◆ AIM
Copy every one of the rows below without changing anything.

◆ MATERIALS PROVIDED
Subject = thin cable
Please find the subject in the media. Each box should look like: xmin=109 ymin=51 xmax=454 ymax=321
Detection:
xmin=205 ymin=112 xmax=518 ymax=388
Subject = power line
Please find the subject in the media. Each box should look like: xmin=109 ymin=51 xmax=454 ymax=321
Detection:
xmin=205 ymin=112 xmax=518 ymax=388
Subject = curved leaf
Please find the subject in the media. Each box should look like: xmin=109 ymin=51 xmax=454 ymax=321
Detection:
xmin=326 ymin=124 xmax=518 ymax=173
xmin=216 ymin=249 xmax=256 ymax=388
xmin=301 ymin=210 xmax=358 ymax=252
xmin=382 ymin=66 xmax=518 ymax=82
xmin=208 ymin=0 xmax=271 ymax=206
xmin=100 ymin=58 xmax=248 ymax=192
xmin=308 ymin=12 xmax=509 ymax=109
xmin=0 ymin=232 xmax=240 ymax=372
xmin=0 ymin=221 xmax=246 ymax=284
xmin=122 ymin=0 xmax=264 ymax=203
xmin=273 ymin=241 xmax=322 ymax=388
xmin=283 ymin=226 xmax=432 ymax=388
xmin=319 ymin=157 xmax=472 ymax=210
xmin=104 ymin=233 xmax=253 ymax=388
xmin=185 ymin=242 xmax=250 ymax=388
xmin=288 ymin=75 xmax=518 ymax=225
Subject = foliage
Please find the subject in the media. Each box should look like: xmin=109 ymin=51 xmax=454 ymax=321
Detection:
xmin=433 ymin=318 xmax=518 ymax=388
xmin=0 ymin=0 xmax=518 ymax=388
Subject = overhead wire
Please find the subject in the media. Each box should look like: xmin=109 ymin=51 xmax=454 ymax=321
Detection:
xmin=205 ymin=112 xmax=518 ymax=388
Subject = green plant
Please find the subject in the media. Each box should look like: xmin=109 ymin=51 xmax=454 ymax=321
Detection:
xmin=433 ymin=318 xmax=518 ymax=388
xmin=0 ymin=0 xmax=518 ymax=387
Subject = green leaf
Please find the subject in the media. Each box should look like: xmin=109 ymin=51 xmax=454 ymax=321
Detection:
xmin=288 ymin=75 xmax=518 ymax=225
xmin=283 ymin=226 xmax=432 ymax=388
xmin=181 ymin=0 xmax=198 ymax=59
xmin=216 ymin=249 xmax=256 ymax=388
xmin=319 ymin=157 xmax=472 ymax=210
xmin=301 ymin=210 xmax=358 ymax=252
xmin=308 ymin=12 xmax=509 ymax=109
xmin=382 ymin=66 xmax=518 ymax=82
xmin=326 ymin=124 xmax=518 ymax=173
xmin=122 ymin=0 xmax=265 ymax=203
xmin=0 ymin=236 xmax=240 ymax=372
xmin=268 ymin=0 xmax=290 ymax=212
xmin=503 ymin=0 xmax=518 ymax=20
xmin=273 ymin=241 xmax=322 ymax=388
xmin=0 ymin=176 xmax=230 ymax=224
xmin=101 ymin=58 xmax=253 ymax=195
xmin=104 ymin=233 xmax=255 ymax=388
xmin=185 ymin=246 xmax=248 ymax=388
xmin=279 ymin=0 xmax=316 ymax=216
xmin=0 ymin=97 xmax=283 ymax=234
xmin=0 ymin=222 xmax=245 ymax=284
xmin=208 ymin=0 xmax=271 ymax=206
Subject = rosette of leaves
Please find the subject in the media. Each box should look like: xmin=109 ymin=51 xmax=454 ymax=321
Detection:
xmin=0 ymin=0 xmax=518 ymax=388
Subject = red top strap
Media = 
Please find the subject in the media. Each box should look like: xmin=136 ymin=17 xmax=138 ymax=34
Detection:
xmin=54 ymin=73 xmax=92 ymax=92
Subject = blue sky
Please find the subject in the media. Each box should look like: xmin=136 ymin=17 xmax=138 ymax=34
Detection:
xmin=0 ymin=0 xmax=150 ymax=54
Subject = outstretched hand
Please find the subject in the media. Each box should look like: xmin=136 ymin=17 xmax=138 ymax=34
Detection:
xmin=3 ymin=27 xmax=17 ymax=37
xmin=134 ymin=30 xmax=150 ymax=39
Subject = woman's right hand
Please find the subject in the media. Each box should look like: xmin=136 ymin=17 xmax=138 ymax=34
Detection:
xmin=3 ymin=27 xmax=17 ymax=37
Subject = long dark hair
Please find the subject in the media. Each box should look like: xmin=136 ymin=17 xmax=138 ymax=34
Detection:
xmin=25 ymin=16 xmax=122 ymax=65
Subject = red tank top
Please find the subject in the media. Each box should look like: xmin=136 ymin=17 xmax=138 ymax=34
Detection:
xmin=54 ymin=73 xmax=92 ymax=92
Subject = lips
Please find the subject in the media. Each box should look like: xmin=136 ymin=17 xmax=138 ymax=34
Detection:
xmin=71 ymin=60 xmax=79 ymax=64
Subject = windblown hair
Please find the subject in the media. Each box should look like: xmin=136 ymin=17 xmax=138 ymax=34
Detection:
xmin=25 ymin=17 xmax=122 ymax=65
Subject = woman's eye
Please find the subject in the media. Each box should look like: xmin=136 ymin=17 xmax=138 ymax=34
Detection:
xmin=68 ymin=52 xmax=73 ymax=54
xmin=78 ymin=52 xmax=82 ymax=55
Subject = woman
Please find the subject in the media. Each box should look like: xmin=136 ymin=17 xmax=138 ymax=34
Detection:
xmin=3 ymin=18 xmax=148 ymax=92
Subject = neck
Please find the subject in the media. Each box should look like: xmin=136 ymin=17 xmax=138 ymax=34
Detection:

◆ THE RESPONSE
Subject = thin cable
Please find the subject in the media. Each box should look like: xmin=109 ymin=51 xmax=454 ymax=321
Detection:
xmin=205 ymin=112 xmax=518 ymax=388
Subject = power line
Please find the subject in the media. Each box should look like: xmin=109 ymin=51 xmax=454 ymax=321
Detection:
xmin=205 ymin=112 xmax=518 ymax=388
Subject = curved leaf
Please find the subject in the media. Each box should look like: xmin=109 ymin=51 xmax=454 ymax=321
Detection:
xmin=326 ymin=124 xmax=518 ymax=173
xmin=216 ymin=249 xmax=256 ymax=388
xmin=301 ymin=210 xmax=358 ymax=252
xmin=382 ymin=66 xmax=518 ymax=82
xmin=208 ymin=0 xmax=271 ymax=206
xmin=100 ymin=58 xmax=248 ymax=192
xmin=308 ymin=12 xmax=509 ymax=109
xmin=0 ymin=232 xmax=240 ymax=372
xmin=0 ymin=221 xmax=246 ymax=284
xmin=122 ymin=0 xmax=264 ymax=203
xmin=273 ymin=241 xmax=322 ymax=388
xmin=283 ymin=226 xmax=432 ymax=388
xmin=319 ymin=157 xmax=472 ymax=210
xmin=104 ymin=233 xmax=253 ymax=388
xmin=185 ymin=242 xmax=250 ymax=388
xmin=288 ymin=75 xmax=518 ymax=225
Subject = foliage
Please find the subject in the media. Each box should look like: xmin=109 ymin=51 xmax=454 ymax=321
Detection:
xmin=433 ymin=318 xmax=518 ymax=388
xmin=0 ymin=0 xmax=518 ymax=388
Subject = overhead wire
Please find the subject in the media. Each box should look like: xmin=109 ymin=51 xmax=454 ymax=321
Detection:
xmin=205 ymin=112 xmax=518 ymax=388
Subject = green plant
Please find the subject in the media. Each box should look like: xmin=109 ymin=51 xmax=454 ymax=321
Detection:
xmin=433 ymin=318 xmax=518 ymax=388
xmin=0 ymin=0 xmax=518 ymax=387
Subject = green leaf
Please find the subject in the media. Each box should look like: xmin=109 ymin=51 xmax=454 ymax=321
Detection:
xmin=288 ymin=75 xmax=518 ymax=225
xmin=283 ymin=226 xmax=432 ymax=388
xmin=181 ymin=0 xmax=198 ymax=59
xmin=216 ymin=249 xmax=256 ymax=388
xmin=319 ymin=157 xmax=472 ymax=210
xmin=301 ymin=210 xmax=358 ymax=252
xmin=308 ymin=12 xmax=509 ymax=109
xmin=382 ymin=66 xmax=518 ymax=82
xmin=326 ymin=124 xmax=518 ymax=173
xmin=122 ymin=0 xmax=265 ymax=203
xmin=0 ymin=236 xmax=240 ymax=372
xmin=268 ymin=0 xmax=290 ymax=212
xmin=503 ymin=0 xmax=518 ymax=20
xmin=273 ymin=241 xmax=322 ymax=388
xmin=0 ymin=176 xmax=230 ymax=224
xmin=101 ymin=58 xmax=253 ymax=195
xmin=104 ymin=233 xmax=255 ymax=388
xmin=185 ymin=246 xmax=248 ymax=388
xmin=279 ymin=0 xmax=316 ymax=216
xmin=0 ymin=97 xmax=283 ymax=234
xmin=0 ymin=222 xmax=245 ymax=284
xmin=208 ymin=0 xmax=271 ymax=206
Subject = rosette of leaves
Please find the subject in the media. Each box should look like: xmin=109 ymin=51 xmax=454 ymax=321
Detection:
xmin=0 ymin=0 xmax=518 ymax=388
Subject = red top strap
Media = 
Please find the subject in the media. Each box should look like: xmin=136 ymin=17 xmax=138 ymax=34
Detection:
xmin=54 ymin=73 xmax=92 ymax=92
Subject = blue sky
Please find the subject in the media. Each box should look like: xmin=136 ymin=17 xmax=138 ymax=34
Detection:
xmin=0 ymin=0 xmax=150 ymax=54
Subject = outstretched hand
Please find the subject in the media. Each box should look like: xmin=136 ymin=17 xmax=138 ymax=34
Detection:
xmin=3 ymin=27 xmax=17 ymax=37
xmin=134 ymin=30 xmax=150 ymax=39
Subject = woman's right hand
Please find the subject in the media. Each box should look like: xmin=136 ymin=17 xmax=138 ymax=34
Detection:
xmin=3 ymin=27 xmax=17 ymax=37
Subject = long dark hair
Please find the subject in the media. Each box should look like: xmin=136 ymin=17 xmax=138 ymax=34
Detection:
xmin=25 ymin=16 xmax=122 ymax=65
Subject = red tank top
Please find the subject in the media. Each box should look like: xmin=136 ymin=17 xmax=138 ymax=34
Detection:
xmin=54 ymin=73 xmax=92 ymax=92
Subject = lips
Please find the subject in the media. Each box should look like: xmin=136 ymin=17 xmax=138 ymax=34
Detection:
xmin=71 ymin=60 xmax=79 ymax=64
Subject = windblown hair
Please find the subject in the media. Each box should look like: xmin=136 ymin=17 xmax=138 ymax=34
Detection:
xmin=25 ymin=17 xmax=122 ymax=65
Subject = woman's eye
Please find the subject in the media. Each box should look like: xmin=136 ymin=17 xmax=138 ymax=34
Detection:
xmin=68 ymin=52 xmax=73 ymax=54
xmin=78 ymin=52 xmax=82 ymax=55
Subject = woman
Please find the subject in the media. Each box should look like: xmin=136 ymin=17 xmax=138 ymax=34
Detection:
xmin=3 ymin=18 xmax=148 ymax=92
Subject = neck
Please find the subject in the media. Each box should look like: xmin=136 ymin=17 xmax=138 ymax=34
Detection:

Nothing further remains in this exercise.